INSTRUCTIONS FOR THE TASK: Every entry that follows should be repeated exactly; drop the images.

>> Begin

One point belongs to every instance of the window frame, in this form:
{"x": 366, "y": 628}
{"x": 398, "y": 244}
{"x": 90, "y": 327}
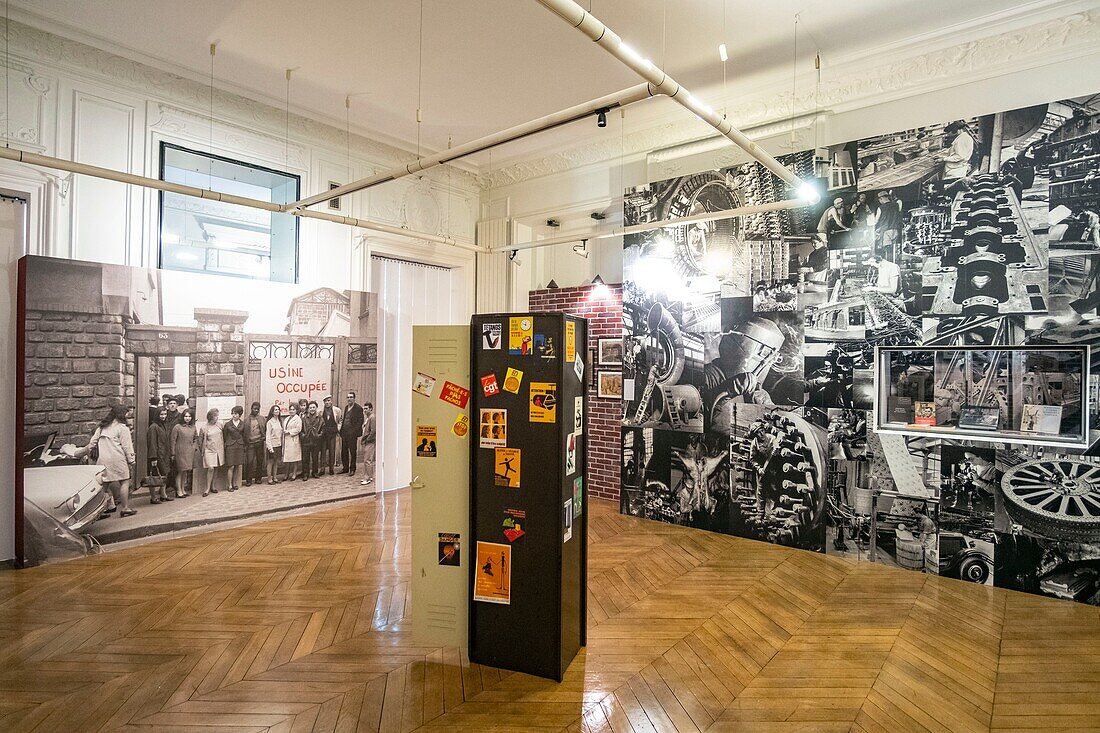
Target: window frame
{"x": 163, "y": 148}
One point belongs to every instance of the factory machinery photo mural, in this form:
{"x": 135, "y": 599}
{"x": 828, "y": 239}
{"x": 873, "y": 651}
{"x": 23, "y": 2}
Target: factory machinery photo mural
{"x": 750, "y": 347}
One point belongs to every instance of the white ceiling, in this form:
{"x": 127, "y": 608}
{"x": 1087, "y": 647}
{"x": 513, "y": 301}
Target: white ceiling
{"x": 487, "y": 64}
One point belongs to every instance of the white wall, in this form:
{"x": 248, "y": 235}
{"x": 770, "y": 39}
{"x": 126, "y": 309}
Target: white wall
{"x": 927, "y": 80}
{"x": 74, "y": 101}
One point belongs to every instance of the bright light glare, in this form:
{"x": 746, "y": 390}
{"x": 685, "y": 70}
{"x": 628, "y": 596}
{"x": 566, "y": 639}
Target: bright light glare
{"x": 663, "y": 245}
{"x": 809, "y": 193}
{"x": 650, "y": 274}
{"x": 635, "y": 56}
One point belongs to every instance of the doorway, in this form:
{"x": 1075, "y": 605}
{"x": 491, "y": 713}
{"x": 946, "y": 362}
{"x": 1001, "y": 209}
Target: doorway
{"x": 409, "y": 294}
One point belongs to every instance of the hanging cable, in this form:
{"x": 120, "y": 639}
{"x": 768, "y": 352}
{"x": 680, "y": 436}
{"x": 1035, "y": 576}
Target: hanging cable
{"x": 725, "y": 59}
{"x": 419, "y": 84}
{"x": 286, "y": 139}
{"x": 7, "y": 76}
{"x": 213, "y": 50}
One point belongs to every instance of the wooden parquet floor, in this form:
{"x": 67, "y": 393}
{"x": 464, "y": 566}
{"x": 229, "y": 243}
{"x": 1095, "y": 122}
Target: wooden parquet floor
{"x": 299, "y": 624}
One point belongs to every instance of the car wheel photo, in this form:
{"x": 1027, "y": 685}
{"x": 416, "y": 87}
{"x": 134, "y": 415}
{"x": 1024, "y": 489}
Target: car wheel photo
{"x": 974, "y": 569}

>> End

OUTPUT:
One point belongs to every instance of the window frame, in this form:
{"x": 366, "y": 628}
{"x": 398, "y": 244}
{"x": 90, "y": 327}
Target: window frame
{"x": 163, "y": 148}
One point belongs to every instance of the factory machinery photo mural, in this form:
{"x": 135, "y": 599}
{"x": 828, "y": 239}
{"x": 873, "y": 651}
{"x": 23, "y": 2}
Target: factory machinery photo mural
{"x": 750, "y": 347}
One point belongs to every instance of the white ceiling, in this form:
{"x": 127, "y": 608}
{"x": 1087, "y": 647}
{"x": 513, "y": 301}
Target: white ceiling
{"x": 487, "y": 64}
One point belongs to every instance of the white wall, in this form:
{"x": 248, "y": 235}
{"x": 770, "y": 39}
{"x": 126, "y": 309}
Target: white wall
{"x": 927, "y": 80}
{"x": 74, "y": 101}
One point belongs to every instance of the bright light glare, in this form:
{"x": 746, "y": 390}
{"x": 685, "y": 70}
{"x": 628, "y": 596}
{"x": 566, "y": 639}
Target: bright light glare
{"x": 663, "y": 245}
{"x": 809, "y": 193}
{"x": 650, "y": 274}
{"x": 635, "y": 56}
One point belongs to every instance of the doorway, in this form:
{"x": 1075, "y": 605}
{"x": 491, "y": 713}
{"x": 946, "y": 362}
{"x": 1001, "y": 209}
Target: doorway
{"x": 409, "y": 294}
One point belongs to every instance of the hanging cable, in this form:
{"x": 120, "y": 639}
{"x": 768, "y": 352}
{"x": 680, "y": 436}
{"x": 1035, "y": 576}
Target: hanging cable
{"x": 725, "y": 59}
{"x": 419, "y": 84}
{"x": 286, "y": 139}
{"x": 7, "y": 76}
{"x": 213, "y": 50}
One point belongs to every instance of the wooden parquet floor, in this form:
{"x": 67, "y": 393}
{"x": 464, "y": 566}
{"x": 229, "y": 243}
{"x": 1095, "y": 122}
Target: wooden parquet floor
{"x": 299, "y": 624}
One point belongs to every instance of the car wheel photo, in this form:
{"x": 1027, "y": 685}
{"x": 416, "y": 87}
{"x": 134, "y": 415}
{"x": 1024, "y": 489}
Target: car wheel photo
{"x": 974, "y": 569}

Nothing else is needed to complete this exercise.